Data for this exercise section start

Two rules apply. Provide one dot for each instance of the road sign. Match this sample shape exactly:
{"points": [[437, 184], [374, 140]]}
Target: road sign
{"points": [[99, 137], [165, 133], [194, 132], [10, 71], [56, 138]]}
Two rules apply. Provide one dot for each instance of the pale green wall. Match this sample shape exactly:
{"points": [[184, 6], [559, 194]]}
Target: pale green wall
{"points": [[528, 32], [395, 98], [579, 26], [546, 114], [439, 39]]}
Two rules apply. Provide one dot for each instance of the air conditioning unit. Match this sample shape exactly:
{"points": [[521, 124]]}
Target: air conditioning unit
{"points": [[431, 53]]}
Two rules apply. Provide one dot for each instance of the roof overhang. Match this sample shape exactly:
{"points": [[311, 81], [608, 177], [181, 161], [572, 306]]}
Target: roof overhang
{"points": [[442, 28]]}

Data for this exercise section end
Data for this exercise section start

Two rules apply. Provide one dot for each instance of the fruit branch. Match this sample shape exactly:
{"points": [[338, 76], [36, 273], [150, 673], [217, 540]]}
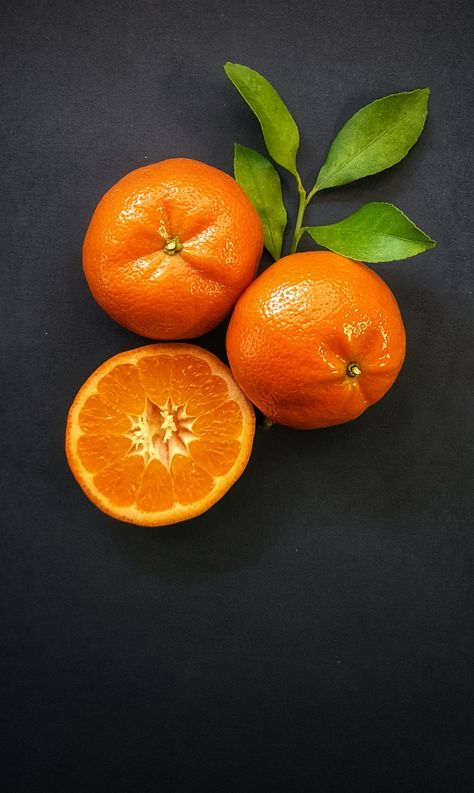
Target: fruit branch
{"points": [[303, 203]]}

Data for this exercise section end

Description of the task —
Every line in the material above that has the word "apply" should be copied.

Worked solution —
Two rules apply. Provide one dot for each instance of the road sign. Match this sample shape exactly:
Two rules apply. Provide one dot for each instance of the pale green wall. Match this sample shape exactly:
Two rules apply. Provide one dot for each instance of the air conditioning unit. Match this sample shape exactly:
Two rules apply. Provide one dot for each instance of the roof overhang. Match this sample shape exactly:
Two rules apply. Provide one dot for each instance of the fruit branch. Match this sample shape exactly:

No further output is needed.